THE PROBLEM =>
Reproduce all of the records below line for line, without changing anything, and leave out the pictures.

---- RECORDS FOR THIS TASK

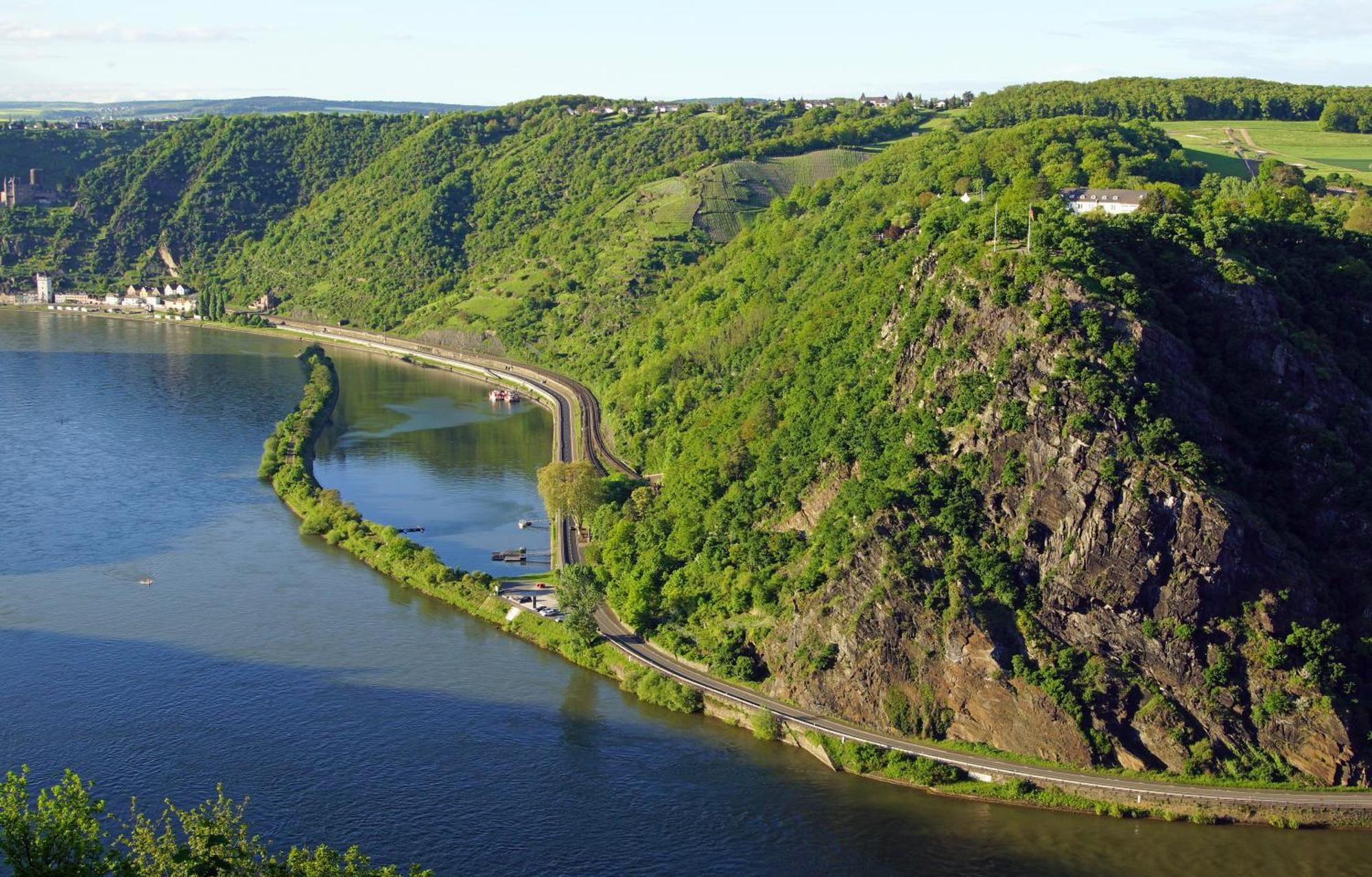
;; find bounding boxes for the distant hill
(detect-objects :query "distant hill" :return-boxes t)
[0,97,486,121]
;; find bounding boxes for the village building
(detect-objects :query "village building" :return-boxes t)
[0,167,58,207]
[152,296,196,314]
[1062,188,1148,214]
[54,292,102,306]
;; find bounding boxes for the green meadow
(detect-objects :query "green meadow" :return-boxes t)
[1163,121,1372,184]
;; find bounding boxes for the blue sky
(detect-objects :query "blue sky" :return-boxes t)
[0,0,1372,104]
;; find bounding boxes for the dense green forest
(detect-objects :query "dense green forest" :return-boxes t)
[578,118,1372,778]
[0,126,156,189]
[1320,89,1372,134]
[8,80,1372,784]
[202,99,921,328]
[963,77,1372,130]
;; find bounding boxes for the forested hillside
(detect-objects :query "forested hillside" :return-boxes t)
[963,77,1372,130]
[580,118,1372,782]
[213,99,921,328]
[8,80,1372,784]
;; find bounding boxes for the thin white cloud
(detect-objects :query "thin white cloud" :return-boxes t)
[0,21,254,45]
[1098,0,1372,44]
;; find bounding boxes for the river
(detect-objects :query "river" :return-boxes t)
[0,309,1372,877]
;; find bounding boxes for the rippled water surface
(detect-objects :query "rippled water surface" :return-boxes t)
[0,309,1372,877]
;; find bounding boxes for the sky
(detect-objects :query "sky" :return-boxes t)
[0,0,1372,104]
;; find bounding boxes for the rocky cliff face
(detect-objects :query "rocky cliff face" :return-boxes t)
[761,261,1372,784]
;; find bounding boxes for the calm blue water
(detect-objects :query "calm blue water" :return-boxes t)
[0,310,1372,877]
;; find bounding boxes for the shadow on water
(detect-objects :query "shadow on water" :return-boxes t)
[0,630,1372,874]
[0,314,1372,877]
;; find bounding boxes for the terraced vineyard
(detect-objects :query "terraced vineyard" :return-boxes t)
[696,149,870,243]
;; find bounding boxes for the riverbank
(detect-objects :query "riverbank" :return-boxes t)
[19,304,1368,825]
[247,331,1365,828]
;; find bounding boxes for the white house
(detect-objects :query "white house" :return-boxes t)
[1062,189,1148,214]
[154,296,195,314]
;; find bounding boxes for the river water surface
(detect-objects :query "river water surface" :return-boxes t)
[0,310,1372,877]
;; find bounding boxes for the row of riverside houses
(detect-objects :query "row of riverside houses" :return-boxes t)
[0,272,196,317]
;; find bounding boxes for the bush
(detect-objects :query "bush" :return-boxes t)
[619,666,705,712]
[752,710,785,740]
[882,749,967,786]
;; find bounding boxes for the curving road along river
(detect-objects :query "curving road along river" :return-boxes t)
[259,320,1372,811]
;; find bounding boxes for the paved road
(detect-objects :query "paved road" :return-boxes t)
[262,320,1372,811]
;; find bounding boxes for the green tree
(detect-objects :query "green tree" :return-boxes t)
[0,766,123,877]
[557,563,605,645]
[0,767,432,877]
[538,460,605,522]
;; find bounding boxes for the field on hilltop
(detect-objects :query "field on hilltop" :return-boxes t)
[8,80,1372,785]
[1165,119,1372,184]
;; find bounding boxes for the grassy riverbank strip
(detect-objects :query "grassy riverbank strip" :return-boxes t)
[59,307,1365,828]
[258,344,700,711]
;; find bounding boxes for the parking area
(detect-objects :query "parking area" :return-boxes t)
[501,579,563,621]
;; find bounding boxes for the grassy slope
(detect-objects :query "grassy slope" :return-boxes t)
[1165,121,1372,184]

--------

EXERCISE OUTPUT =>
;; find bounding boxes for the distant hill
(detect-objects :query "distant hill" :return-boxes t)
[0,97,486,121]
;; find bounding boxes for the village building
(detect-objects :query "village building" :return-boxes t)
[0,167,58,207]
[152,296,196,314]
[1062,188,1148,214]
[54,292,102,306]
;; find bounding boxes for the green meadow
(detect-objects :query "green meadow" :return-boxes t)
[1163,121,1372,184]
;; find bounding boxes for the blue sky
(detect-objects :query "blue sky" :return-boxes t)
[0,0,1372,104]
;; find bounding boxes for the dense green forest
(detect-objects :query "dense green forest" :return-boxes t)
[578,118,1372,778]
[0,126,156,189]
[1320,89,1372,134]
[8,80,1372,784]
[202,99,921,328]
[963,77,1372,130]
;; find bounding boxes for the forested hillside
(detect-objects :query "forested hillside" :return-boxes t)
[963,77,1372,130]
[580,118,1372,782]
[213,99,921,328]
[8,80,1372,784]
;; find bounding boxes for the thin white cloud
(detect-objects :query "thin white cloud" :return-boxes t)
[0,21,254,45]
[1098,0,1372,44]
;; find bounding boxes for the river
(detect-objects :query "river" :return-boxes t)
[0,309,1372,877]
;; find bounding boxes for the rippled water surface
(detect-objects :query "rippled water surface" :return-boxes t)
[0,309,1372,877]
;; find bounding boxes for the sky
(detect-objects :query "sky" :return-boxes t)
[0,0,1372,104]
;; find bounding boxes for the rocky cliff face
(detect-objects :query "rocky cliff face" :return-boxes t)
[761,261,1372,784]
;; find bounding boxes for the calm blue water
(detect-objects :query "calm blue water" :return-boxes t)
[0,310,1372,877]
;; find bounding boxes for the shadow on water
(detect-objects :query "shadow on water" :return-boxes t)
[0,630,1372,874]
[0,314,1372,877]
;; find bounding boxes for the terraced vineyard
(detect-objects :query "terraced vineyard" :return-boxes t)
[696,149,870,243]
;; find bounding boxes for the riverbank
(detect-objects :query "riverbank" :return-boxes t)
[19,304,1368,825]
[247,331,1365,828]
;; find bounding boxes for the white house
(detect-objects :query "white house" :return-boxes t)
[1062,189,1148,214]
[154,296,195,314]
;; find bounding boxes for the river water surface
(detect-objects :query "river water surface" :return-boxes t)
[0,310,1372,877]
;; find bounding boxes for the row of riverside houses
(detect-objects :query "row of riverside houses" :return-boxes t)
[0,272,196,317]
;; find bounding boxes for the bush
(detect-objects :query "bush" :return-boxes t)
[619,666,705,712]
[752,710,785,740]
[882,749,967,786]
;; find bounding boxes for the curving road along river
(detect-objects :query "curving road along river" :return-boxes t)
[259,320,1372,811]
;; find bounding boxes for the paved road
(detect-objects :query "paved road" :return-boxes t)
[262,320,1372,811]
;; find bounding boxes for the green tree
(detect-objects :query "green tree" :return-boxes t)
[0,766,123,877]
[557,563,605,645]
[0,767,432,877]
[538,460,605,522]
;; find bounding boxes for the field on hilltop
(detect-objects :query "field on hilltop" :return-boxes t)
[8,80,1372,785]
[1165,119,1372,184]
;; find bounding boxes for the grassy riverbank strip
(detect-objects :query "grassy riverbank strip" :return-boxes t)
[59,307,1365,828]
[258,344,700,711]
;; find bounding boxes for the parking area
(detect-objects :query "parking area" :return-boxes t)
[501,579,563,621]
;; find bounding boxes for the grassy slope
(detect-objects :query "grassy slope" :return-boxes t)
[1165,121,1372,184]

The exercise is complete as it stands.